What does that mean for Georgia next year?

It means that Marshall—a former 5-star prospect in the class of 2012—would have two years left with rising sophomores Chubb and Sony Michel—both of whom have enjoyed success this year.

That'd be wildly beneficial for a Georgia team that will be undergoing another change at quarterback and will have to replace senior wide receivers Michael Bennett and Chris Conley.


Quick Outs

  • As I wrote yesterday, it's more likely that there are zero SEC teams in the College Football Playoff than two despite No. 1 Alabama and No. 4 Mississippi State both being in the current Top Four. With so much talk of "game control" this week, Mississippi State better not let Vanderbilt hang around this weekend. If it doesn't win the SEC, it needs style points.

────────────────────────────────────────

▶ To be done
a – According to the Georgia football passage, which senior wide receivers will Georgia need to replace?
b – Repeat the Georgia football passage from "It means that" up to and including "and Chris Conley.".
The data after this point comes from a separate source.

▶ Given data

────────────────────────────────────────

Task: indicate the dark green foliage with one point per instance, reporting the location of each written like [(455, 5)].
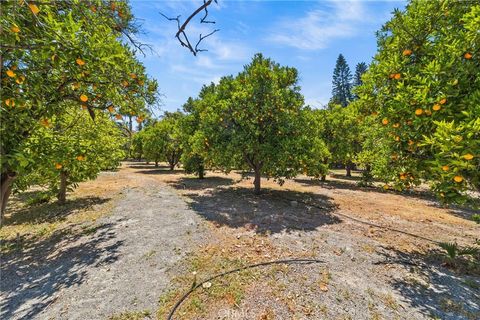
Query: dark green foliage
[(342, 82)]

────────────────────────────────────────

▶ Per-task outputs
a – Michael Bennett and Chris Conley.

b –
It means that Marshall—a former 5-star prospect in the class of 2012—would have two years left with rising sophomores Chubb and Sony Michel—both of whom have enjoyed success this year.

That'd be wildly beneficial for a Georgia team that will be undergoing another change at quarterback and will have to replace senior wide receivers Michael Bennett and Chris Conley.